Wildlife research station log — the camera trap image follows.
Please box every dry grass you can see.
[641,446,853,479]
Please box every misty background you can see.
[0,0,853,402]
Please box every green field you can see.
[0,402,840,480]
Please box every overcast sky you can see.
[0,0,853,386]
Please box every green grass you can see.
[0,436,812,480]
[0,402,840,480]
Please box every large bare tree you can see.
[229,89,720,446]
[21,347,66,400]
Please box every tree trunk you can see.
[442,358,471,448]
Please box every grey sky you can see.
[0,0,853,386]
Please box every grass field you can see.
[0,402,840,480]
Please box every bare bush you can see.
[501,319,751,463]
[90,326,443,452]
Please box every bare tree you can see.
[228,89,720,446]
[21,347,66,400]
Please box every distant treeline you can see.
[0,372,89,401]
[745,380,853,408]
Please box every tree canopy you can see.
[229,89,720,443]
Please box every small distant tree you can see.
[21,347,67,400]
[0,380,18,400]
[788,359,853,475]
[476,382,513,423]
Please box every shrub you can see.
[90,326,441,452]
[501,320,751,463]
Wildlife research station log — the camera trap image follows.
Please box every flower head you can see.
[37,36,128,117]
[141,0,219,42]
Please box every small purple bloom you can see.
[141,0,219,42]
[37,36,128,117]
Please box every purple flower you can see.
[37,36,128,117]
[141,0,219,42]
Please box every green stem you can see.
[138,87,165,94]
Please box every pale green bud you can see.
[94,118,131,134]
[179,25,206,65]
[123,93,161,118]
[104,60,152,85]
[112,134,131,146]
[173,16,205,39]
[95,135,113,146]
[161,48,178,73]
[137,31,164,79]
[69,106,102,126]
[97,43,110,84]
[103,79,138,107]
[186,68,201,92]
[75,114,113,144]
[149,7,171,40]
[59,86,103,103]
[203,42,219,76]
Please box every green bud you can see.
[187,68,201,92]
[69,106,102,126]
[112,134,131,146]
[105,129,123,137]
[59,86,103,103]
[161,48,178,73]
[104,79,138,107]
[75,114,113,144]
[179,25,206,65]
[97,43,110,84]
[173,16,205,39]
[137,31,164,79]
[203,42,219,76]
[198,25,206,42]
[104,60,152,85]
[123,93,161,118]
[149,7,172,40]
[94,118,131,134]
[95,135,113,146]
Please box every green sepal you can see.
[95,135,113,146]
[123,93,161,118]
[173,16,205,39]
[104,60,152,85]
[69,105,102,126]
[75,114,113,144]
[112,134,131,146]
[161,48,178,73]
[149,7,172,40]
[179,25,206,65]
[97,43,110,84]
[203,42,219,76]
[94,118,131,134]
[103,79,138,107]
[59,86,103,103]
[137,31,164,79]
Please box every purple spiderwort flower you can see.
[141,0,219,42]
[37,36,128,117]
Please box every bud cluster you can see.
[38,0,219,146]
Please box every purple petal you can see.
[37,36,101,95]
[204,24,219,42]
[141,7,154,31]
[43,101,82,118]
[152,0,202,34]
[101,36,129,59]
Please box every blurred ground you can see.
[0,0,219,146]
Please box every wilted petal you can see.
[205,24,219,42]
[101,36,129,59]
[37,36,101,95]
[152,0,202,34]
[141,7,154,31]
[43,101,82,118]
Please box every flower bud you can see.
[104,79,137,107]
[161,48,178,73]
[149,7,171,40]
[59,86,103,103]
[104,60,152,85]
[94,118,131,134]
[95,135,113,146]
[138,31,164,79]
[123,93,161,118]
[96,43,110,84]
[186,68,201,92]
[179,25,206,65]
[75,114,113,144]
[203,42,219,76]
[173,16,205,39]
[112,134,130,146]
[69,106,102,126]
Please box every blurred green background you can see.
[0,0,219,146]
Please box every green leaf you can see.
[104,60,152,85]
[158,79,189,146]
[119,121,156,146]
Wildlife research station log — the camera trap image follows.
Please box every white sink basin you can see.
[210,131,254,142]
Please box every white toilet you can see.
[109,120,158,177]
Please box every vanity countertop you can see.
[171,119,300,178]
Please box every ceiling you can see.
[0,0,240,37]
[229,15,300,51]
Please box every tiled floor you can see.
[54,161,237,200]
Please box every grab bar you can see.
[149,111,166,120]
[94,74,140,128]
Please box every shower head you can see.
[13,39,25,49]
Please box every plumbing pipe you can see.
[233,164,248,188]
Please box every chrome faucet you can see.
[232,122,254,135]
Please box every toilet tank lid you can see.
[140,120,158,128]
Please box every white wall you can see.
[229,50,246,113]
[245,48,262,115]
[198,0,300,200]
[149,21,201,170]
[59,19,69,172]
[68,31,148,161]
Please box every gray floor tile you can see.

──────

▸ **AIM OF THE TASK**:
Count the lines in the entries above that contain the word "small". Reply with the number alone.

▸ **FINAL RESULT**:
2